Point annotation rows
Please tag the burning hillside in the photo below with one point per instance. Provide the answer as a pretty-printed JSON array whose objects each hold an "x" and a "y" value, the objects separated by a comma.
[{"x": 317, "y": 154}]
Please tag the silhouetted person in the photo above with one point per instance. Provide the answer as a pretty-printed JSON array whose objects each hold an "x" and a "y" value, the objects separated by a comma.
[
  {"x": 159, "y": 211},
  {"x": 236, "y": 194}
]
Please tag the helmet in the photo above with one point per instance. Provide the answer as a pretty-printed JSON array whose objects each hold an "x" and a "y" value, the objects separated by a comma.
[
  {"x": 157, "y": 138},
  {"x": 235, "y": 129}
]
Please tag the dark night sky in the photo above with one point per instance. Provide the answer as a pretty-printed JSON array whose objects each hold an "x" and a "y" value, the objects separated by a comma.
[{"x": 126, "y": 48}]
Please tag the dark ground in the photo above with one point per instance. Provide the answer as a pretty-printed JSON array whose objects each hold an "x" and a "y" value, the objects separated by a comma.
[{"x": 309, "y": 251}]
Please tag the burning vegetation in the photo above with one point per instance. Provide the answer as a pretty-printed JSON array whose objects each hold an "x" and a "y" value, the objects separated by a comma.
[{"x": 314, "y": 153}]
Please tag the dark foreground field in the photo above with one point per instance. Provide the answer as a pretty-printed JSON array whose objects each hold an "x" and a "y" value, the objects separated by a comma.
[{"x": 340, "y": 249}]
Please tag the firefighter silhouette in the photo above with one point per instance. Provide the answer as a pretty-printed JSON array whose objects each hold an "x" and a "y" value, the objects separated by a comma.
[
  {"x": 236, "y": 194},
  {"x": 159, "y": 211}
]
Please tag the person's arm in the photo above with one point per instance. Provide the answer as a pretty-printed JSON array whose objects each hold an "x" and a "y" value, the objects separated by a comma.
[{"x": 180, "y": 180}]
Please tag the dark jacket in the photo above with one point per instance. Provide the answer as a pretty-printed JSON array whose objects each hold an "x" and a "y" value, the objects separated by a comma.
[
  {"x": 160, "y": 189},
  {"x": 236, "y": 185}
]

Instructions for the task: Print the part of the rows above that opens with the line containing "Please tag the dark jacket" and runs through the last row, keeping both ends and copying every line verbatim.

Response to this exercise:
Please tag the dark jacket in the photo above with one point per instance. Provide the answer as a pretty-printed JSON array whose objects each hold an "x" and a "y" value, the objects separated by a comma.
[
  {"x": 160, "y": 189},
  {"x": 236, "y": 185}
]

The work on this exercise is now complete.